## EXERCISE
Rewrite the records from the line with "the elephant leg" to the line with "x=413, y=376", changing "elephant leg" to "elephant foot" and leaving everything else as it is.

* * *

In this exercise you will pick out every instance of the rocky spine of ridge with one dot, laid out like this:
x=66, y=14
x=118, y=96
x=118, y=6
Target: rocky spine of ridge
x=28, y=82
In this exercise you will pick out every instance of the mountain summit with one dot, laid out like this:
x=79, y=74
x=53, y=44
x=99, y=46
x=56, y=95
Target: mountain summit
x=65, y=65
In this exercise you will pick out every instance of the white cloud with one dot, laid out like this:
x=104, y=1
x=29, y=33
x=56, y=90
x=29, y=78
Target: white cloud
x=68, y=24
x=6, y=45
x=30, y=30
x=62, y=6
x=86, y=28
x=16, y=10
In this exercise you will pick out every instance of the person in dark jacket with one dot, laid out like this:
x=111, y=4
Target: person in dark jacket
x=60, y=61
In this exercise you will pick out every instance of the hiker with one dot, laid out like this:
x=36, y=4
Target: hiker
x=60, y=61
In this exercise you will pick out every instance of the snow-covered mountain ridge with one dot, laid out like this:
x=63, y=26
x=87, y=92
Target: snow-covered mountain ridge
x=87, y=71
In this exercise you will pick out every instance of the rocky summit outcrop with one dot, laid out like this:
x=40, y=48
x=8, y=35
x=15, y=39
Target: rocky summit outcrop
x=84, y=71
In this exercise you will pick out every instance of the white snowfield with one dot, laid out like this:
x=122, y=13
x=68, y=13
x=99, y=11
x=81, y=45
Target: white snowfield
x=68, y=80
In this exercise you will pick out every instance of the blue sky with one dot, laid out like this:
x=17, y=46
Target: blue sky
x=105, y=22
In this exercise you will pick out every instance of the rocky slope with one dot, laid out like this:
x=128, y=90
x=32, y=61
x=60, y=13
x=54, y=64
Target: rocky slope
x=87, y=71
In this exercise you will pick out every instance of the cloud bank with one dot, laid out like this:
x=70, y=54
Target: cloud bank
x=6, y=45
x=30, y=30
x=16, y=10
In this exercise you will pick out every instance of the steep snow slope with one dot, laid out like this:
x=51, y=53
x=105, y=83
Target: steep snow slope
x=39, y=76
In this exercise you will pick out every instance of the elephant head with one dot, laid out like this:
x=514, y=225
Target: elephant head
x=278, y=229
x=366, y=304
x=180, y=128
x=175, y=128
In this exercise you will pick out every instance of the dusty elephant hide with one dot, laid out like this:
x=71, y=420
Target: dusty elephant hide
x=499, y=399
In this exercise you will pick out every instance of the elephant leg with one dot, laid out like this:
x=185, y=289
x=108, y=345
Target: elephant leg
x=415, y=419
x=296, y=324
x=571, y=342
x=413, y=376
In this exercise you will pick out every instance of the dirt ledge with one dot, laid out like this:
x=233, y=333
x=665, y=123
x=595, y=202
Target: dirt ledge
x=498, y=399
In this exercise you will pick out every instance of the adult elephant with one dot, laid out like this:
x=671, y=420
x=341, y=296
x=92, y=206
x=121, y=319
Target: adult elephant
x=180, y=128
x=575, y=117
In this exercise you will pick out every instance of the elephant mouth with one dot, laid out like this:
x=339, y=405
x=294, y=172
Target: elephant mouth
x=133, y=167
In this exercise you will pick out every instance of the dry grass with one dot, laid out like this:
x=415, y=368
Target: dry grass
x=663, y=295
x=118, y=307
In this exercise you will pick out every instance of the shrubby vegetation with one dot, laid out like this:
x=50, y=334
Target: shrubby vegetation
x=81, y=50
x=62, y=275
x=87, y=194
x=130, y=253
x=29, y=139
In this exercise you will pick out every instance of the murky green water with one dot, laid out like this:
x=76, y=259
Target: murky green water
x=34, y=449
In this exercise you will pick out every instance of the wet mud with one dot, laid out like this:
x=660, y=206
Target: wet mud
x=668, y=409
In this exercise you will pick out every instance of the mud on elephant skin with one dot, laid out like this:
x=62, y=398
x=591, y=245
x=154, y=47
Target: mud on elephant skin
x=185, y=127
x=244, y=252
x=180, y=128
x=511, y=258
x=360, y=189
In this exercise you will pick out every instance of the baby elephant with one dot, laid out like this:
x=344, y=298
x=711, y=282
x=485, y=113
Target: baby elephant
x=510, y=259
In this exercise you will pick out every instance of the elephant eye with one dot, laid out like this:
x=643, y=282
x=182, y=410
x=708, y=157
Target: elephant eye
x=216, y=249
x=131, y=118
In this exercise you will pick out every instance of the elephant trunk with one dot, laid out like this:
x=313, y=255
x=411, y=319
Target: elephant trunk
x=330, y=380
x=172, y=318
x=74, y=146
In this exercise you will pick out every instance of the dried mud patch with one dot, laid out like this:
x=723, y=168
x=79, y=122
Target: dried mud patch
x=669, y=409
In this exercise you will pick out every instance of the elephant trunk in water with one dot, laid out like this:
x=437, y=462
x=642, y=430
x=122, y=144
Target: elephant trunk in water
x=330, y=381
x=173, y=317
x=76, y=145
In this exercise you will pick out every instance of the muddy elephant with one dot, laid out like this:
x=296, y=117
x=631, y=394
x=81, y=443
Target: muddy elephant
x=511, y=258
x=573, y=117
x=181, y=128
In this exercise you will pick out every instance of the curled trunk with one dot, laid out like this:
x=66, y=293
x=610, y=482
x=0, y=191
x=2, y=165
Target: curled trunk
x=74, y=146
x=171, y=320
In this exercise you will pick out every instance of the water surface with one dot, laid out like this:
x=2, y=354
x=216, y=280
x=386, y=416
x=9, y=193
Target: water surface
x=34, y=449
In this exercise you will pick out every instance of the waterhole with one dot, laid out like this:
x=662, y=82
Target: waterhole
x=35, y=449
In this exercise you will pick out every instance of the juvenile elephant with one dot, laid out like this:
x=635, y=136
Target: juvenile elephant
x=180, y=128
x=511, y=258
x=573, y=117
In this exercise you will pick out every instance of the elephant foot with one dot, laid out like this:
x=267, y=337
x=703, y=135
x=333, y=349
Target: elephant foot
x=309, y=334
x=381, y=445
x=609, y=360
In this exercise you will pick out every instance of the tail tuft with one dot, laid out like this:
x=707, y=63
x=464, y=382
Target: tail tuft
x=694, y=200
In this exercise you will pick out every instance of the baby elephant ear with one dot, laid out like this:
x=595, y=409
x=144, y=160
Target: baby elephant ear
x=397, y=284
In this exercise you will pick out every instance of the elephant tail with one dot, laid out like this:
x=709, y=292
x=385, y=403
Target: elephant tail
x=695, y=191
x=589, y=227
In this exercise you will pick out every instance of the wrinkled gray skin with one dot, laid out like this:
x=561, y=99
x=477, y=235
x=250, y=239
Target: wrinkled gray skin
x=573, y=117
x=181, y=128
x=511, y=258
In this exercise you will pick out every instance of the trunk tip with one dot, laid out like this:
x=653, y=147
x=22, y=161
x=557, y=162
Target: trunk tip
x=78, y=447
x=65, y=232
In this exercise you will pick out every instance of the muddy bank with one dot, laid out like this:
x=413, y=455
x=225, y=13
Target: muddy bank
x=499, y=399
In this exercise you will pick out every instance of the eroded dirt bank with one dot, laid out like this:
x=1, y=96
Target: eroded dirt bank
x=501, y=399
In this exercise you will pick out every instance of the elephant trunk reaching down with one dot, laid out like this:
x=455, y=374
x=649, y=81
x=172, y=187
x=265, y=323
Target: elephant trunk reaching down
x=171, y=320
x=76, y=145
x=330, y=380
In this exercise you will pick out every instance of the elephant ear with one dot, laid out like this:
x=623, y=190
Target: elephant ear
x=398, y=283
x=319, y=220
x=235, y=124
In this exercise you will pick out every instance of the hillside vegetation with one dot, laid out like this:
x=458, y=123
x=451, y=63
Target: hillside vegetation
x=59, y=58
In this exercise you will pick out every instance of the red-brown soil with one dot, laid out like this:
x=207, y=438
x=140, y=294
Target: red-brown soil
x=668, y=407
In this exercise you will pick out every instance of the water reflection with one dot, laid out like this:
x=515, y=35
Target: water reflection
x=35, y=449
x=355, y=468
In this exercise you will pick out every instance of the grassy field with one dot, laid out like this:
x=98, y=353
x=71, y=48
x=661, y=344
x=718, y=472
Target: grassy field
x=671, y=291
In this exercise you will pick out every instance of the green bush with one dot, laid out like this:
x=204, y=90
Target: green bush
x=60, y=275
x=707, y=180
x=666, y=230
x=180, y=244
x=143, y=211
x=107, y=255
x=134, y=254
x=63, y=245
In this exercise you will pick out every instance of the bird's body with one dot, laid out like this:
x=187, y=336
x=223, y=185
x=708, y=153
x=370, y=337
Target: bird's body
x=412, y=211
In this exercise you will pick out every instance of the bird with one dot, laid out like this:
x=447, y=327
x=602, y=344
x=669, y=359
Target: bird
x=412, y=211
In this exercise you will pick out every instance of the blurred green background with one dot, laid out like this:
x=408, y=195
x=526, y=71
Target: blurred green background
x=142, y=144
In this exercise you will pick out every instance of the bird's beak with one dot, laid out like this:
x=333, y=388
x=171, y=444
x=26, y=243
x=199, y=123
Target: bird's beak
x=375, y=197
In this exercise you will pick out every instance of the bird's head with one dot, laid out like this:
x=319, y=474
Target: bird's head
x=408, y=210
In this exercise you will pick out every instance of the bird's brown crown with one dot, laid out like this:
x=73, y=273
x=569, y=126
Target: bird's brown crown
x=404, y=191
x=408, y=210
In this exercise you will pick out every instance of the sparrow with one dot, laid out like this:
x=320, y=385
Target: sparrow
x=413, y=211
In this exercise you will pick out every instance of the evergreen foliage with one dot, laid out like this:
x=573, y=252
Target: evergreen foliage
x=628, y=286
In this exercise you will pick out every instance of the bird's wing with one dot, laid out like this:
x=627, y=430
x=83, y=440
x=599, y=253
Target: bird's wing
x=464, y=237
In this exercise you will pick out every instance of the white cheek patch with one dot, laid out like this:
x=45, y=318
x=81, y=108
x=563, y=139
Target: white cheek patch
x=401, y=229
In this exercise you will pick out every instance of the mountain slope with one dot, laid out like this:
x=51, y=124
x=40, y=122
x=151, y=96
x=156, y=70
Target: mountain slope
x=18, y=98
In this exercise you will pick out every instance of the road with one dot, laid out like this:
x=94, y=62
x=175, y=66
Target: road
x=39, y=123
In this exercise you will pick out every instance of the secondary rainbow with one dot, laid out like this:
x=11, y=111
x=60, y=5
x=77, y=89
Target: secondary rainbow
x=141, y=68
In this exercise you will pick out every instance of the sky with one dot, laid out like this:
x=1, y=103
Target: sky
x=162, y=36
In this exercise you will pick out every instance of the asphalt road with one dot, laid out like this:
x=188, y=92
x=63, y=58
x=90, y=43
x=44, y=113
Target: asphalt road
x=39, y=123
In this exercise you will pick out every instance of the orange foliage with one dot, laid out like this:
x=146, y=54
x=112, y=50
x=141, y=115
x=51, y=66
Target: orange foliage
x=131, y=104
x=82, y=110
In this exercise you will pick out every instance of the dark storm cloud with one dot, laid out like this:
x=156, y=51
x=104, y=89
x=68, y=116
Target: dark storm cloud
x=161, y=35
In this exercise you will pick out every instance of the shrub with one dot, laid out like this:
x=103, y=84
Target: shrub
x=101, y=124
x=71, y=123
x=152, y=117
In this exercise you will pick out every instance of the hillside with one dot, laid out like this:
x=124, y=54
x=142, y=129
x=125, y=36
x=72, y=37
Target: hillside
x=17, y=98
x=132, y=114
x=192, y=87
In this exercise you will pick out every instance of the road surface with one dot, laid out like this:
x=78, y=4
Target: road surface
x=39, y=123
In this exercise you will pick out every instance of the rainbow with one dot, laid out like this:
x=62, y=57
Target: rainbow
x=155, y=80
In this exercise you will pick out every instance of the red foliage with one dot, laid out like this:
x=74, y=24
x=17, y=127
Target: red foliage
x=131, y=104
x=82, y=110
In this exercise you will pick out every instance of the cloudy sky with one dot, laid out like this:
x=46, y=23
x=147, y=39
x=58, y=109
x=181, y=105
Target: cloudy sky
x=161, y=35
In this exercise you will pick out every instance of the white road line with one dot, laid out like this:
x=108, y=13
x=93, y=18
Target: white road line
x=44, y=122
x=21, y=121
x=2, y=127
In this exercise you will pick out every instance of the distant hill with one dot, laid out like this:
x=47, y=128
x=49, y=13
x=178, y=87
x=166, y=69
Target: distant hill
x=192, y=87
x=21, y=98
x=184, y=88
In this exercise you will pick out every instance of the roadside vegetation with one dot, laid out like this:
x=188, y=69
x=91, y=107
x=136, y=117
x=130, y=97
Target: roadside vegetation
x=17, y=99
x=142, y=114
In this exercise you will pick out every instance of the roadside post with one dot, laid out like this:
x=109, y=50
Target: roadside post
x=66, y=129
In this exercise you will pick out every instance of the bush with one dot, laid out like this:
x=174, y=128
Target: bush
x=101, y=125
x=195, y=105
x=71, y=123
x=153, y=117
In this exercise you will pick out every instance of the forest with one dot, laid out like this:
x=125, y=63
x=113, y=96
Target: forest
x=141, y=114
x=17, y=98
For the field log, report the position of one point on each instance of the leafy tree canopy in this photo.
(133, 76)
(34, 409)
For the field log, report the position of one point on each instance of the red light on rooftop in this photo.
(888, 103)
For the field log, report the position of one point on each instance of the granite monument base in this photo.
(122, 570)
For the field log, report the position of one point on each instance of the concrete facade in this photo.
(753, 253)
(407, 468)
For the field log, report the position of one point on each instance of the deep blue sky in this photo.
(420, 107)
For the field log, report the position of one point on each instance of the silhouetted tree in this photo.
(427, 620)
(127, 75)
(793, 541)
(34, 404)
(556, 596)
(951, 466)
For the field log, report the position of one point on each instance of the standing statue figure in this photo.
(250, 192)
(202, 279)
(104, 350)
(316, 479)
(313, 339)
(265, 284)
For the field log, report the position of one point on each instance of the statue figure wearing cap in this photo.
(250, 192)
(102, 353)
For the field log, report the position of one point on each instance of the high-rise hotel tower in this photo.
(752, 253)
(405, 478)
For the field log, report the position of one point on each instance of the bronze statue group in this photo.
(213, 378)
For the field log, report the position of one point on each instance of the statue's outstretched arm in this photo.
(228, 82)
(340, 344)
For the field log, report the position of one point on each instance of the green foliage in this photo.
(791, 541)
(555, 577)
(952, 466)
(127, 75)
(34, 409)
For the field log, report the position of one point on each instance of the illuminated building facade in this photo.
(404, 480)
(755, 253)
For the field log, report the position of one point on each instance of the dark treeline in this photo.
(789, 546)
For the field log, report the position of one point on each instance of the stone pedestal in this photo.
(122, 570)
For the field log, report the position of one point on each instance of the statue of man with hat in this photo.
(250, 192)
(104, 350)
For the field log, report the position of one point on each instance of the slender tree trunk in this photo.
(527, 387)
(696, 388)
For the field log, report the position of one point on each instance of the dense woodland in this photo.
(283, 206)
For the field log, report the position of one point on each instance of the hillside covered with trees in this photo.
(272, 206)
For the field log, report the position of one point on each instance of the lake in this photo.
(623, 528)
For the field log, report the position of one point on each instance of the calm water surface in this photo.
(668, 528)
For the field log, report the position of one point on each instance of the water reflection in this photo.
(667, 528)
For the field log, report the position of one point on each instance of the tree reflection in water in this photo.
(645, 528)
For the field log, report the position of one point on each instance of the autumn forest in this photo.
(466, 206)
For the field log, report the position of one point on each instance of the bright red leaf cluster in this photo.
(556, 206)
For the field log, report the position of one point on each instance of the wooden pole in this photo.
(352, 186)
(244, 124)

* * *

## RESPONSE
In this exercise you will pick out every instance of the elephant foot with one dot, laid out like this:
x=185, y=289
x=108, y=345
Target: elephant foot
x=415, y=419
x=296, y=324
x=571, y=342
x=413, y=376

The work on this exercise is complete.